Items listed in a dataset
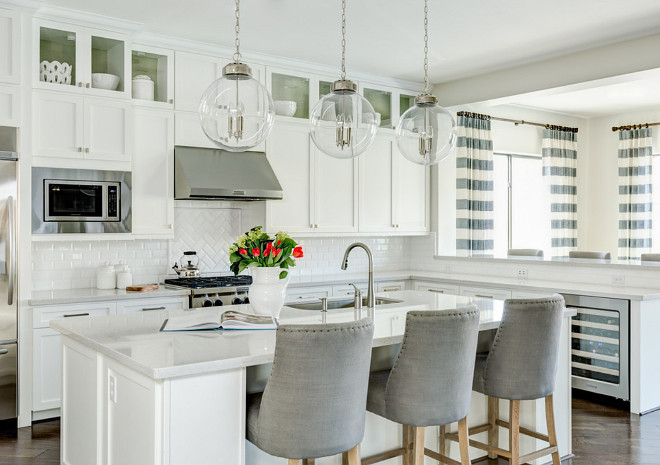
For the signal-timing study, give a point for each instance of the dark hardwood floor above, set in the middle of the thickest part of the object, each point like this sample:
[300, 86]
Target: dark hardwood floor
[602, 435]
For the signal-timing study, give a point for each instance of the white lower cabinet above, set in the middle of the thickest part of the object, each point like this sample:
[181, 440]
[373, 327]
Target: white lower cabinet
[153, 173]
[440, 288]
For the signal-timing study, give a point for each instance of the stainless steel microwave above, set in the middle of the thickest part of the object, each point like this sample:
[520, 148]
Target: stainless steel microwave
[80, 201]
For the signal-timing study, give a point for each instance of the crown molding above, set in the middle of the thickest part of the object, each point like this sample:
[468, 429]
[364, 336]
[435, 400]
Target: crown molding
[87, 19]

▶ _What you will do_
Repeat the entries word for word and skip the pictures.

▶ _Answer section_
For the signal-timing study, give a point for each instance of the dark hardwood floor above, set in the middle of the thickest part of the object, each point like this sample:
[300, 86]
Target: dark hardwood floor
[602, 435]
For the signal-timing study, give a point for each instance of the white lower cabinet above, set in the middle of the thickest part of the object, each point like this sample:
[181, 440]
[373, 327]
Target: white lower cabinet
[153, 173]
[440, 288]
For the signal-timing study, give a point for each instance of the stainless steel microwave above, set in the middle of the thickest part of the object, each point like this sample:
[520, 148]
Target: stainless steel microwave
[80, 201]
For the signal-timing study, give a point for each instance of the crown molding above, set in the middle of the thickest part of the object, each point like this sample:
[468, 429]
[364, 336]
[435, 400]
Target: crown molding
[87, 19]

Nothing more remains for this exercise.